» **Work required**: The article on Frederick Douglass Day below describes how the Freedmen's Bureau helped previously enslaved peoples. List every form of aid it names.

Frederick Douglass

Communities across the nation will gather to share their love for Frederick Douglass's work this Valentine's Day.

On Wednesday, Feb. 14, from noon to 3:00 p.m. in room 253 of Hodges Library, a celebration of the 200th birthday of the 19th century abolitionist called Frederick Douglass Day will be hosted by the Smithsonian Transcription Center, the Smithsonian National Museum of African American History and Culture of the Colored Conventions Project along with Professors Matthew Smith and Anne Langendorfer.

Attendees, in conjunction with others across the country, will have the opportunity to help the Smithsonian Transcription Center's initiative to transcribe over two million images from the Freedmen’s Bureau Records.

“The Frederick Douglass Day will allow students to learn and participate in digitizing African American history,” Katy Chiles, associate professor of English, said. “It will (also) speak to their interests in anti-racist work and racial justice.”

The transcription initiative began in 2015 and has sought to create public, digital access to the Freedmen's Bureau Papers.

Established by Congress in 1865 under the name of the Bureau of Refugees, Freedmen and Abandoned Lands, the bureau set to aid in the transition to freedom for previously enslaved peoples by providing food, housing and medical aid while also establishing schools and providing legal assistance.

A live stream of the transcription, short talks from historians and curators and a dramatic reading of a speech by Douglass will all be available on the Smithsonian Transcription Center’s website.

“I am excited to celebrate Douglass and commemorate his work,” Chiles said. “I am also excited to share the experience of transcribing records of African American history with UTK students.”

Born into slavery in Talbot County, Maryland, Douglass never knew his birthdate but chose to celebrate on Feb. 14 each year. Douglass used his intellect to learn to read and write without the suspicions of his slaveholders and escaped after about 20 years in captivity.

After escaping slavery, Douglass served as an orator and author while remaining a human rights activist in the anti-slavery movement. Douglass was also the first African American to receive a presidential nomination vote at the Republican National Convention of 1888.

Deja Hughes, freshman in economics, said the event will help attendees learn about the details of Douglass's past.

“It is important to know about leaders like him who aid in progression of freedom and equality,” Hughes said. “It is good to know about his experiences so that we don't forget the past; it is extremely important to note his accomplishments.”

Chiles, who teaches an undergraduate class on major black writers, said she has discussed Douglass's 1845 narrative with her students.

“Douglass helped them understand the history of slavery and abolition and the way that African American writers brilliantly used language to tell their own stories,” Chiles said. “Douglass helped them understand their present moment of today by showing how the systems of racial and other types of oppression operate and how they can be overcome.”

Chiles said the event will help students understand the past in a way that will help them improve the present and beyond.

“Douglass teaches us about our country’s past and how to imagine ways to improve our present,” Chiles said.

» **Source information**:

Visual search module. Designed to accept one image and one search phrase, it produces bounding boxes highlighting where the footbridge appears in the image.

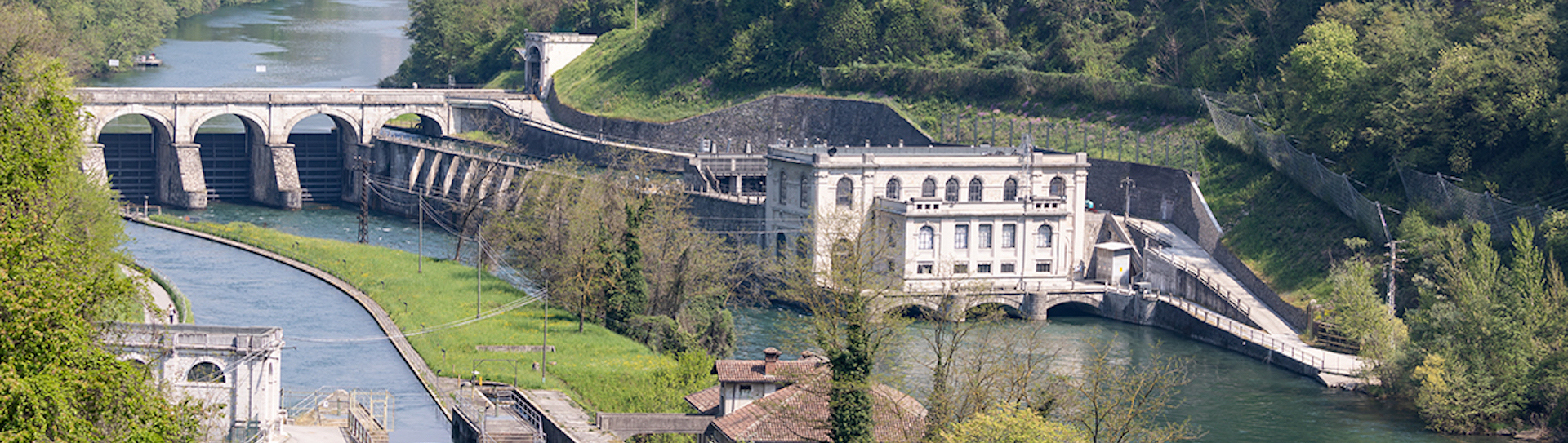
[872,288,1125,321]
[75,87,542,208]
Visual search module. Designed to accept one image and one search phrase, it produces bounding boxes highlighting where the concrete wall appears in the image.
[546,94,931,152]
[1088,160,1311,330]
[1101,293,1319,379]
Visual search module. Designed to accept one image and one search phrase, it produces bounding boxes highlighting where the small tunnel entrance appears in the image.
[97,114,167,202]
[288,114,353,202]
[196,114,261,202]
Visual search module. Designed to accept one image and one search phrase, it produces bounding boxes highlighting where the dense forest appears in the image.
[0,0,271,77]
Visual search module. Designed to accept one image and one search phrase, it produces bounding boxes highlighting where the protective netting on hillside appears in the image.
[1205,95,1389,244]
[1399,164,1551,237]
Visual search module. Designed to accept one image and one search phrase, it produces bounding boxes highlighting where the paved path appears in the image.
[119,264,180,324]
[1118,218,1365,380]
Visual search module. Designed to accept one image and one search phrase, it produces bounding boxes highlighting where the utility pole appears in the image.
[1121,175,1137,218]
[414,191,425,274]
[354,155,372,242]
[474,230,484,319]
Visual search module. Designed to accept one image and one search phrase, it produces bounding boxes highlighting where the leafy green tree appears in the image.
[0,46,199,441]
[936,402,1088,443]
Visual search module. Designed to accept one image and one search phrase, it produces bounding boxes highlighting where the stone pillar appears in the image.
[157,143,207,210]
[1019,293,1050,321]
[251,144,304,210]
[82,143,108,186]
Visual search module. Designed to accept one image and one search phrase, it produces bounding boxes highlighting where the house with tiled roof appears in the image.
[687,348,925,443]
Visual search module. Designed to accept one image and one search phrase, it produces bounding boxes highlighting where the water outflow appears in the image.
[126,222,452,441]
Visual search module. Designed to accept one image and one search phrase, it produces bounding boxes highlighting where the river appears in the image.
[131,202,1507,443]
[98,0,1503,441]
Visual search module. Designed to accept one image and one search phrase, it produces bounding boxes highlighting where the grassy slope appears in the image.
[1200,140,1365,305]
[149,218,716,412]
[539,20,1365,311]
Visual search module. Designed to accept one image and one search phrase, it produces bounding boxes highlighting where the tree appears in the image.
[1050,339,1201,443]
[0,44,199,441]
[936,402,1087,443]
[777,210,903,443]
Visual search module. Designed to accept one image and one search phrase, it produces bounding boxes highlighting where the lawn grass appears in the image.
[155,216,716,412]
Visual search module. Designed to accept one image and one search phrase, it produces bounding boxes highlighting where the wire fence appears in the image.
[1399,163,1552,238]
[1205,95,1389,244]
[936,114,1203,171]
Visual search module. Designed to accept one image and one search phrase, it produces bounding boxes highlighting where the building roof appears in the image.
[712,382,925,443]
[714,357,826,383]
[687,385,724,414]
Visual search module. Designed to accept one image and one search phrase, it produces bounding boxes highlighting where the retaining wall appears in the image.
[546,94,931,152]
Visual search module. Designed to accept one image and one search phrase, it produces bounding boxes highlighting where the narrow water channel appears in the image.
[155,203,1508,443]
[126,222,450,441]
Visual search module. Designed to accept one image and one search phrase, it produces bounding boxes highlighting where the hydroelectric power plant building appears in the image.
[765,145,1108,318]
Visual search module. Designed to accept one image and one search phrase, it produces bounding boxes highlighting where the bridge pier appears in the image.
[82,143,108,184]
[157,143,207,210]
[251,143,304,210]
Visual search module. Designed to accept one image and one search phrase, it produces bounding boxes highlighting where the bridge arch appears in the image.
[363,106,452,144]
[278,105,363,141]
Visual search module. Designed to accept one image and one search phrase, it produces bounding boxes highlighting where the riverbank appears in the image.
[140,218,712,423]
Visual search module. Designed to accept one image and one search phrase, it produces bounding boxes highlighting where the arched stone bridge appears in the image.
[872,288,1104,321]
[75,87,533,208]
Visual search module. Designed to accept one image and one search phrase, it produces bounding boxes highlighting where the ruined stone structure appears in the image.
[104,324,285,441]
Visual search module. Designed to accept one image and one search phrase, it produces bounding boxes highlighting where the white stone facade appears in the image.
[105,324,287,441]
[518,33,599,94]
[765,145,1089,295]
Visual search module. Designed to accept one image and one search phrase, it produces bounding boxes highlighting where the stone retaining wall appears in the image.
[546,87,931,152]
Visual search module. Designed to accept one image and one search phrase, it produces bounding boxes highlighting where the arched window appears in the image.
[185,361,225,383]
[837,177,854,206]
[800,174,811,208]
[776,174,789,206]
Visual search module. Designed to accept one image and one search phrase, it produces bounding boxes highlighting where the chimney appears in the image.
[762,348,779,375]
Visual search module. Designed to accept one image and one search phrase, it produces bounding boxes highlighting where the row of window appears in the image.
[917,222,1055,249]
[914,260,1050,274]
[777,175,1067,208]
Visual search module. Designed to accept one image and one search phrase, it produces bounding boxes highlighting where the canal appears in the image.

» **Task result**:
Food
Housing
Medical aid
Establishing schools
Legal assistance